Era da un po’ che non si vedevano in azione gli idranti, francamente speravamo che dopo la macelleria sudamericana al G8 di Genova certe scene non le avremmo più riviste. Quei furenti getti di acqua gelata che nel primo mattino di un sabato hanno investito il pacifico presidio al porto di Trieste ci hanno improvvisamente svelato la natura repressiva e violenta dell’azione governativa. Chi manifestava lo faceva per affermare diritti addirittura prepolitici: poter lavorare, muoversi liberamente, partecipare alla vita sociale e culturale. Diritti negati non a chi viola una legge, ma a chi fa un atto perfettamente legittimo come il non volersi sottoporre a un vaccino non obbligatorio. In quei getti d’acqua c’è la prova che in gioco c’è molto di più che un problema di ordine pubblico, Come hanno scritto sia il New York Times che il Washington Post in Italia si sta svolgendo un esperimento sociale per valutare fino a quanto la popolazione può reggere misure restrittive e fortemente limitative delle libertà.

Se il progetto italiano funzionerà, potrà fungere da modello per altri Stati.

Del resto l’enorme macchina burocratica e tecnologica messa in piedi per il GP temiamo fortemente che potrà essere utilizzata per forme di controllo sempre più stringenti del corpo sociale. Per questo è necessario tacitare ogni dissenso con qualunque mezzo.

#### [Compito 1]
Copia fedelmente dal testo sul presidio di Trieste il passo da "Se il progetto" a "con qualunque mezzo.".
#### [Compito 2]
Prosegui il testo sul presidio di Trieste dopo la sua ultima frase.
Le righe non hanno alcun legame con il testo sul presidio di Trieste.

#### [Materiale fornito]
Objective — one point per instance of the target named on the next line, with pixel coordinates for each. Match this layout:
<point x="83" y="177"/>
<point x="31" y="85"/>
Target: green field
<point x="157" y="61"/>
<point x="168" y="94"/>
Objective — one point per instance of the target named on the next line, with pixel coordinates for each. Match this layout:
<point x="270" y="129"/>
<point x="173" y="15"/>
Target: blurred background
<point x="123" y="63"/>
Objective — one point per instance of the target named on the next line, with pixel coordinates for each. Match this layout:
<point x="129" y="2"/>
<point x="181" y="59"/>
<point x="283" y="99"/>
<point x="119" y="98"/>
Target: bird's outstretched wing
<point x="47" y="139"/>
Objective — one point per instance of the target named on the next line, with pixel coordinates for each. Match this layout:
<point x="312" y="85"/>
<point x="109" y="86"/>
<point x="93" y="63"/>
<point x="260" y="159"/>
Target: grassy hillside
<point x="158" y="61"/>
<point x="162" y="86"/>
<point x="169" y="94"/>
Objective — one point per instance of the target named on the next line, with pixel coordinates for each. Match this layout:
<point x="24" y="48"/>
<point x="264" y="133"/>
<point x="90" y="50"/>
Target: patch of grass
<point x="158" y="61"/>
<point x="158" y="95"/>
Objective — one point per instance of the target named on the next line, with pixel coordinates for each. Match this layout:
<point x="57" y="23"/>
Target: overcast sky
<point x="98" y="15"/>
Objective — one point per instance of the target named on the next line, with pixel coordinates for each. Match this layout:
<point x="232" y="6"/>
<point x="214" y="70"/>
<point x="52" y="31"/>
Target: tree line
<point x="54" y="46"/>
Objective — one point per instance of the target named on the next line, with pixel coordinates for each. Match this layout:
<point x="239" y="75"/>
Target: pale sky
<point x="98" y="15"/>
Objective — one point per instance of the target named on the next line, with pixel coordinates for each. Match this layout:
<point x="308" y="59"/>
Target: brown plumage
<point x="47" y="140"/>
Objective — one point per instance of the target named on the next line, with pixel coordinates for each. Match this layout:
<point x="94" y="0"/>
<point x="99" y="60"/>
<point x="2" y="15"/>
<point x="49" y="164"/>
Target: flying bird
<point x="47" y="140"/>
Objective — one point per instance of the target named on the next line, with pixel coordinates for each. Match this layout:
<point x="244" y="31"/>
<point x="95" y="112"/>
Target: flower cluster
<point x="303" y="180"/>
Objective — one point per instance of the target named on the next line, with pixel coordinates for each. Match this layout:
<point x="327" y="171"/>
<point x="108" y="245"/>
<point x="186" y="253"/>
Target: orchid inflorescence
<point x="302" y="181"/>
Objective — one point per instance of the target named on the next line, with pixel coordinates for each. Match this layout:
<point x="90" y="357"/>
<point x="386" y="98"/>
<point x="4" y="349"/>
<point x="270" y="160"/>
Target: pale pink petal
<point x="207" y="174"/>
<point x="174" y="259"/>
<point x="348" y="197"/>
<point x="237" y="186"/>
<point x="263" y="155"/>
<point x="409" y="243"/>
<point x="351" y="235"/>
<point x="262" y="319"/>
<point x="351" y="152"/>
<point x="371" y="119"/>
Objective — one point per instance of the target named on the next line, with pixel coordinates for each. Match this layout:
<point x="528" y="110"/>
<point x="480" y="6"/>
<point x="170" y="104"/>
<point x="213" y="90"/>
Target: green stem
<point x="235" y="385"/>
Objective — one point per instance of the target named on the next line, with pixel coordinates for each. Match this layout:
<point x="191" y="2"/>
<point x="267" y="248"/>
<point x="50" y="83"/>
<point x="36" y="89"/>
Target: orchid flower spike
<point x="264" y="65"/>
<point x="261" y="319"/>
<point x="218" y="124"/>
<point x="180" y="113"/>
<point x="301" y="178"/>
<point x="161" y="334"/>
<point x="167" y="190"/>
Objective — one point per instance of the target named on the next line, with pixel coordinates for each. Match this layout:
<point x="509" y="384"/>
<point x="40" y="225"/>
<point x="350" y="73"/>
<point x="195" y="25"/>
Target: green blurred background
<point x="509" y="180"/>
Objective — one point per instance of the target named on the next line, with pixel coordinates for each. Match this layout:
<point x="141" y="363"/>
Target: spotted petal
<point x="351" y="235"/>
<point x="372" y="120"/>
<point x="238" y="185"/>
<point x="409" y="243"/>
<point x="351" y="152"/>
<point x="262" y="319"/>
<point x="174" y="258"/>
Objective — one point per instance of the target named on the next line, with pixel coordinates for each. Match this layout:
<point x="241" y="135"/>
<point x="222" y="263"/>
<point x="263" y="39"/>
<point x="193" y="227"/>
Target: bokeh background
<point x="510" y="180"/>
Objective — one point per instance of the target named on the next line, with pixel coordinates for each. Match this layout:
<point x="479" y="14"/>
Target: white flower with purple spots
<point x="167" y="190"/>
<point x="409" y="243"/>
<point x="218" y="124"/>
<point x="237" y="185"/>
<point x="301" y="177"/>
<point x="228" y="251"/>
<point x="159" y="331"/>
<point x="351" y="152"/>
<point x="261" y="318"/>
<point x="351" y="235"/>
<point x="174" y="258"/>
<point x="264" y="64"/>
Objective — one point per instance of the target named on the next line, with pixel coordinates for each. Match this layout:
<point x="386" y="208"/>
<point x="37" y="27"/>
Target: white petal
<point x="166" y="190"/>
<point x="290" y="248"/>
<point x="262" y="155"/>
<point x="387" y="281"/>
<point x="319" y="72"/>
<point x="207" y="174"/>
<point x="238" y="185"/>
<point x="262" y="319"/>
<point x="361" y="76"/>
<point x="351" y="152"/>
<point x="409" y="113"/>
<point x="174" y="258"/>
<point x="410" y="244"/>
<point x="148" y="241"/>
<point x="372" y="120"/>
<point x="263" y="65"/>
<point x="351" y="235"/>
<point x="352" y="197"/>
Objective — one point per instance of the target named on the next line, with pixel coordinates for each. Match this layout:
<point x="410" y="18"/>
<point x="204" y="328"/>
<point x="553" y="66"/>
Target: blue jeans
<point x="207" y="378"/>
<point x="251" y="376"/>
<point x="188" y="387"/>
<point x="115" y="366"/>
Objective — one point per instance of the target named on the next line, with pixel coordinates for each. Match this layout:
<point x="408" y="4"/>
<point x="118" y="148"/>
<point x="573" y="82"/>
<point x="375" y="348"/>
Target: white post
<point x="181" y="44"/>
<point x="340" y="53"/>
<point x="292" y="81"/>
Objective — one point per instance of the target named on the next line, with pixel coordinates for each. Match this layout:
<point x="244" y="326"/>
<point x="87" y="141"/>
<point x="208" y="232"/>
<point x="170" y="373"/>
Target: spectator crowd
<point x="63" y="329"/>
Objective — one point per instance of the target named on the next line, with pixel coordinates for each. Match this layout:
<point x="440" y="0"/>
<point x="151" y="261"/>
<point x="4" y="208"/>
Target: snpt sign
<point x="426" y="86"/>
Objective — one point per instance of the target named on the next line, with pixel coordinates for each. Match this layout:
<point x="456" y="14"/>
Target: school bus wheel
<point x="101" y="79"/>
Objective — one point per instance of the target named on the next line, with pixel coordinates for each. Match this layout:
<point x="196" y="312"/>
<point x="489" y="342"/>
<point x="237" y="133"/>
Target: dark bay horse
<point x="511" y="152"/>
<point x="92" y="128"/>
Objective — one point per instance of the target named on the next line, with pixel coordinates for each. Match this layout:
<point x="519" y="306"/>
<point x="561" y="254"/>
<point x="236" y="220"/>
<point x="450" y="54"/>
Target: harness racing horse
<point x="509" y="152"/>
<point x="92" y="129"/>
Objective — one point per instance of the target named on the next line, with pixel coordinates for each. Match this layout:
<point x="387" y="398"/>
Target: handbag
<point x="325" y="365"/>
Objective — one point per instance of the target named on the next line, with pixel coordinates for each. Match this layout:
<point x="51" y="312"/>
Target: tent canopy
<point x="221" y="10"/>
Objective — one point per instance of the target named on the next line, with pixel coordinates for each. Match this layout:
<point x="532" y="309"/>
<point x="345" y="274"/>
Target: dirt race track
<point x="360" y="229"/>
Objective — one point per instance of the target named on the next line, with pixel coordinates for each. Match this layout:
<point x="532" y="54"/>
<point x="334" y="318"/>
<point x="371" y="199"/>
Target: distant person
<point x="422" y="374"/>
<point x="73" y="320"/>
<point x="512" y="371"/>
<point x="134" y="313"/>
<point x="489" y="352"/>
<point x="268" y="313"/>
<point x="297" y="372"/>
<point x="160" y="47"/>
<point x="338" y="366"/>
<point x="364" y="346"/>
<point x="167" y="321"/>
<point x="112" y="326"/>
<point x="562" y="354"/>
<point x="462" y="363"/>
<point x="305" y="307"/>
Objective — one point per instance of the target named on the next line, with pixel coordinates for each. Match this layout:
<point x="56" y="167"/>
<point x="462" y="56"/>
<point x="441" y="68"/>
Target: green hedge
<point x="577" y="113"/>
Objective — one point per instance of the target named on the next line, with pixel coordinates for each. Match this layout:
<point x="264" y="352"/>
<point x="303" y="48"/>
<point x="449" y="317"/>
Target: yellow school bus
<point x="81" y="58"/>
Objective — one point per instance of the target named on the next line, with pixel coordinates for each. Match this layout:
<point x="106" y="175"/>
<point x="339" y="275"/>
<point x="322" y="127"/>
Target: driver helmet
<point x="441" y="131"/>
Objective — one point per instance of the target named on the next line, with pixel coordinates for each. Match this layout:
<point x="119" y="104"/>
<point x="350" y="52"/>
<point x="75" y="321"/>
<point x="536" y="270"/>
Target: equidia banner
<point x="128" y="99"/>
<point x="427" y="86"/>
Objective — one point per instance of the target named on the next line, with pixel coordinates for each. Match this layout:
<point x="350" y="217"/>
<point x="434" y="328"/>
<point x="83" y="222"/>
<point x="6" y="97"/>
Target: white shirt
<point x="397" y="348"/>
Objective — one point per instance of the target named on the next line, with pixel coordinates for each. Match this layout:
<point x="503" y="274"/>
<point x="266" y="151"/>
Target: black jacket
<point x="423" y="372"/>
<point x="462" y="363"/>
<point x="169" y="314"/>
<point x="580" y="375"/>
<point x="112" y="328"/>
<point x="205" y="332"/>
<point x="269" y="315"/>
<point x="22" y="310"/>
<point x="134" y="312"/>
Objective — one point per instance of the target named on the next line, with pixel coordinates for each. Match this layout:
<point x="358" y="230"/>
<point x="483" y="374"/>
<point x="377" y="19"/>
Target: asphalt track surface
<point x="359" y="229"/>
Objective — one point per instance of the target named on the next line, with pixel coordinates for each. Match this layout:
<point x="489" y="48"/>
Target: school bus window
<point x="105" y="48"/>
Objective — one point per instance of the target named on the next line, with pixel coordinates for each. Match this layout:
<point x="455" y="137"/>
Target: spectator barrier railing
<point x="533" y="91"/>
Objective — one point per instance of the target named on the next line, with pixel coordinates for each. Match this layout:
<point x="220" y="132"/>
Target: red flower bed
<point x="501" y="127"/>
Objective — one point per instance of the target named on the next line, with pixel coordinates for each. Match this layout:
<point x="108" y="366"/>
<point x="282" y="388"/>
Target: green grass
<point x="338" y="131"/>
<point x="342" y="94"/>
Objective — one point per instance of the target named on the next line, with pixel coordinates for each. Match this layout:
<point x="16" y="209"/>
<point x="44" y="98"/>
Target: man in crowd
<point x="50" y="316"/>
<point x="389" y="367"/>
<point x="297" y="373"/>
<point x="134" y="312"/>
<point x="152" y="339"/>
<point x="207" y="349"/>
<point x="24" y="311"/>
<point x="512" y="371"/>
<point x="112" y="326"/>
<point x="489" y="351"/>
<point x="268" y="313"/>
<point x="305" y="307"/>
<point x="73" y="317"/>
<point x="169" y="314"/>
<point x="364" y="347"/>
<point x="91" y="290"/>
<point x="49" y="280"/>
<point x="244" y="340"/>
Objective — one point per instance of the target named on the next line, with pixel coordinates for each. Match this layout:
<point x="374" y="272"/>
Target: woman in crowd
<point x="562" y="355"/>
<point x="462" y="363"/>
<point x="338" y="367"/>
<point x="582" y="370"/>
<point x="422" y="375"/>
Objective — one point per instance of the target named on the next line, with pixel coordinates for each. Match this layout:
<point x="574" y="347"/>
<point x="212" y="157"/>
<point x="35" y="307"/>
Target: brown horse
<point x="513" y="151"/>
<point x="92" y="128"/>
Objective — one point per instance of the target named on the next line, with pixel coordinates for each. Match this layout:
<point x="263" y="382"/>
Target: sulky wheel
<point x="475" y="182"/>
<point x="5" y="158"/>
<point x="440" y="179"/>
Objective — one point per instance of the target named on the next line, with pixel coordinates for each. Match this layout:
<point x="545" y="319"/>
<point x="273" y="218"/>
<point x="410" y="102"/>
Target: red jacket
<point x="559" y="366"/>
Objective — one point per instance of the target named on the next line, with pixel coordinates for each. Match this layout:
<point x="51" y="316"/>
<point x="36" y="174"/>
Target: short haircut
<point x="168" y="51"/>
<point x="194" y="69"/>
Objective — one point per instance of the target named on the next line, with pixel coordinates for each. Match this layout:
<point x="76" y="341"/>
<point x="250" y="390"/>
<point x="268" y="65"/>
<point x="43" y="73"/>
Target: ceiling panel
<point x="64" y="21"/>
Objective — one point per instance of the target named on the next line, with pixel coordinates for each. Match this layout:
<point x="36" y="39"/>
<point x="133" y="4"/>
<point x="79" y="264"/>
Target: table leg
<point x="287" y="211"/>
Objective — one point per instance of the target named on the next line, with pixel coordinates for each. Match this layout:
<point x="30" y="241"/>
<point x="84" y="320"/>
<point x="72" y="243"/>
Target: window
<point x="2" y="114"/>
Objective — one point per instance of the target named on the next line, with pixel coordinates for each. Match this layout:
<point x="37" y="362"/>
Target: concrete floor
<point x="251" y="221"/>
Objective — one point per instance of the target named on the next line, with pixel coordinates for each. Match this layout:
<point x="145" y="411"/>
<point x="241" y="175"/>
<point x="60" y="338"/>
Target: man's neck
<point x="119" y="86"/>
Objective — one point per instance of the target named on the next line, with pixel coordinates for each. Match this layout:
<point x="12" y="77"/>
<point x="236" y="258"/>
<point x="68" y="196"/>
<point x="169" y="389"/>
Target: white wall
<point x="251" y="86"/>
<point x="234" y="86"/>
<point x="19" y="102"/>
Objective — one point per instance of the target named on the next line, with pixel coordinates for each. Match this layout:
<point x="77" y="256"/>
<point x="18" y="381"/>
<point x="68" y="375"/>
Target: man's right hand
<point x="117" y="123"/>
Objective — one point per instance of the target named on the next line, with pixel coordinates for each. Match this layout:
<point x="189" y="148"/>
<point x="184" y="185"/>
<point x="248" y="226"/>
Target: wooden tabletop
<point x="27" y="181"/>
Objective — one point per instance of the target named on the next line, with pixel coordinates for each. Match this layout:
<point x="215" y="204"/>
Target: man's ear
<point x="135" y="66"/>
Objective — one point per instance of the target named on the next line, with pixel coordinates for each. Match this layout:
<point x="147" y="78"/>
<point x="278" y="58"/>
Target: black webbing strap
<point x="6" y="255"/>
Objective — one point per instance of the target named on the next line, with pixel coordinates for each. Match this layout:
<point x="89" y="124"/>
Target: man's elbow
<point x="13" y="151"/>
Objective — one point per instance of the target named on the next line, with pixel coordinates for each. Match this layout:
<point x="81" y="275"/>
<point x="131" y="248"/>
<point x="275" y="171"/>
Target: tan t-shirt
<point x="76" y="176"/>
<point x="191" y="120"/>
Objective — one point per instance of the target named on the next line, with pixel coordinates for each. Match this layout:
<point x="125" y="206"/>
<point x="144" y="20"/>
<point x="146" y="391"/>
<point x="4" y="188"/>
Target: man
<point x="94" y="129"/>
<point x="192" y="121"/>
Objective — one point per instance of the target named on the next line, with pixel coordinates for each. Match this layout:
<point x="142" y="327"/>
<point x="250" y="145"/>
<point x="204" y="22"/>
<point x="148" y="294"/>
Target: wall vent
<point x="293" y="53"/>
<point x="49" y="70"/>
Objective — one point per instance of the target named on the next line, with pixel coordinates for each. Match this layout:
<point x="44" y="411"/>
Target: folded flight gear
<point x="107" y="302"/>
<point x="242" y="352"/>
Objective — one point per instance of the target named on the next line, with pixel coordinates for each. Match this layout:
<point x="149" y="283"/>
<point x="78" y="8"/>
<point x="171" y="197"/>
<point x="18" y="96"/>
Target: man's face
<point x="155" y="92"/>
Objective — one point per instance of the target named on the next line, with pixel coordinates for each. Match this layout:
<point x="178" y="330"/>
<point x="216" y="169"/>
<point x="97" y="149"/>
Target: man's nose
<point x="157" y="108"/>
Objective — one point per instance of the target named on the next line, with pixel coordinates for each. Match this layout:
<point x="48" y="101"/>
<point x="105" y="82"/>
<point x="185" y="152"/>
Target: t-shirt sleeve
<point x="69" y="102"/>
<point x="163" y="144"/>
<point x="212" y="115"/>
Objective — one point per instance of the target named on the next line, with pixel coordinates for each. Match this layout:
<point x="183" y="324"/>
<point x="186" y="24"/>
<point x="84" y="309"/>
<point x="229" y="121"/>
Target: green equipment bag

#### [Risposta 1]
Se il progetto italiano funzionerà, potrà fungere da modello per altri Stati.

Del resto l’enorme macchina burocratica e tecnologica messa in piedi per il GP temiamo fortemente che potrà essere utilizzata per forme di controllo sempre più stringenti del corpo sociale. Per questo è necessario tacitare ogni dissenso con qualunque mezzo.

#### [Risposta 2]
Ecco perché dietro quel violento getto d’acqua e le cariche della polizia numerosi sono stati i mandanti: stampa, tv e virologi impegnati in una martellante e aggressiva campagna di diffamazione contro chiunque metta in dubbio la versione ufficiale; i politici e le loro apodittiche dichiarazioni (Draghi: “chi non si vaccina muore e fa morire”, Mattarella: “chi non si vaccina limita la libertà degli altri”); il clima creato nel Paese dopo l’assalto alla sede CGIL (e qui andrebbe ricordato l’assurdo comportamento delle forze dell’ordine che lascia in campo molti e giustificati sospetti).

Indicare al popolo il nemico è uno strumento necessario perché la lotta alle epidemie si trasformi in un controllo sempre maggiore dei cittadini. Meccanismo ben noto sin dal tardo Medioevo, come scrivono Naphy e Spicer in La peste in Europa:

“Dalla culla alla tomba, lo Stato cominciò a ispezionare, registrare e controllare numerosi aspetti della vita ordinaria. La peste non fu controllata, ma la società sì; la sanità divenne un alibi dell’ordine”.

Nulla di nuovo, ma allora non c’erano green pass e idranti.